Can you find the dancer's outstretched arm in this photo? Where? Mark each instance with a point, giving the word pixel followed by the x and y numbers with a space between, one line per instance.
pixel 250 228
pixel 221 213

...

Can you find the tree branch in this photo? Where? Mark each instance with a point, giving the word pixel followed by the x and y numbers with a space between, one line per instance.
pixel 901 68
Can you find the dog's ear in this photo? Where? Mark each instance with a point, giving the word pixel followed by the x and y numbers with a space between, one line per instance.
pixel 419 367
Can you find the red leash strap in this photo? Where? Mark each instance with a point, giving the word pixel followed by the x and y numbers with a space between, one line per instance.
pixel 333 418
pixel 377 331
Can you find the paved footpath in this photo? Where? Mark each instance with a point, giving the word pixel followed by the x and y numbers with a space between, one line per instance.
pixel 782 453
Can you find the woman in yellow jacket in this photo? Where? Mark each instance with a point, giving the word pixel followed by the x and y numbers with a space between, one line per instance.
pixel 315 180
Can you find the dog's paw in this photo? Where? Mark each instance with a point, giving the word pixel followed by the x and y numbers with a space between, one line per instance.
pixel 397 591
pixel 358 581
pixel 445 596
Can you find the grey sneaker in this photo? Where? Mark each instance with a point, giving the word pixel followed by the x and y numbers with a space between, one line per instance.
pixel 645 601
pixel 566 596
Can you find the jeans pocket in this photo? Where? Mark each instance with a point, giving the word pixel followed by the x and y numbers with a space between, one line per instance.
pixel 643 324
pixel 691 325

▶ **What you will do**:
Copy the rows word for word, from the line that contains "Can you find the paved" through the line that contains "pixel 691 325", including both of those lines.

▶ **Answer for the task**:
Can you find the paved footpath in this photo? Where? Mark each instance with a point, giving the word pixel followed by the x and y numbers with a space between, one line per instance.
pixel 782 453
Can you find the woman in yellow jacket in this photo? Where? Mark each instance with a point, giving the word pixel followed by the x and y numbers with a space between, one line per instance.
pixel 315 180
Can you find the dog's paw in this photo? Where? Mark each instance with a point, giving the word pixel followed by the x and y numbers with a space between, one line per instance.
pixel 397 591
pixel 358 581
pixel 445 596
Can you find the grey sneaker in this photo? Where? Mark each instance with a point, giving the word pixel followed by the x and y numbers with a space between, one line per instance.
pixel 645 601
pixel 566 596
Can you find the jeans pocket in this photo? Where? Mark each instance with a point, giving the word pixel followed by the x and y numbers with a space between, one line per instance.
pixel 643 324
pixel 691 325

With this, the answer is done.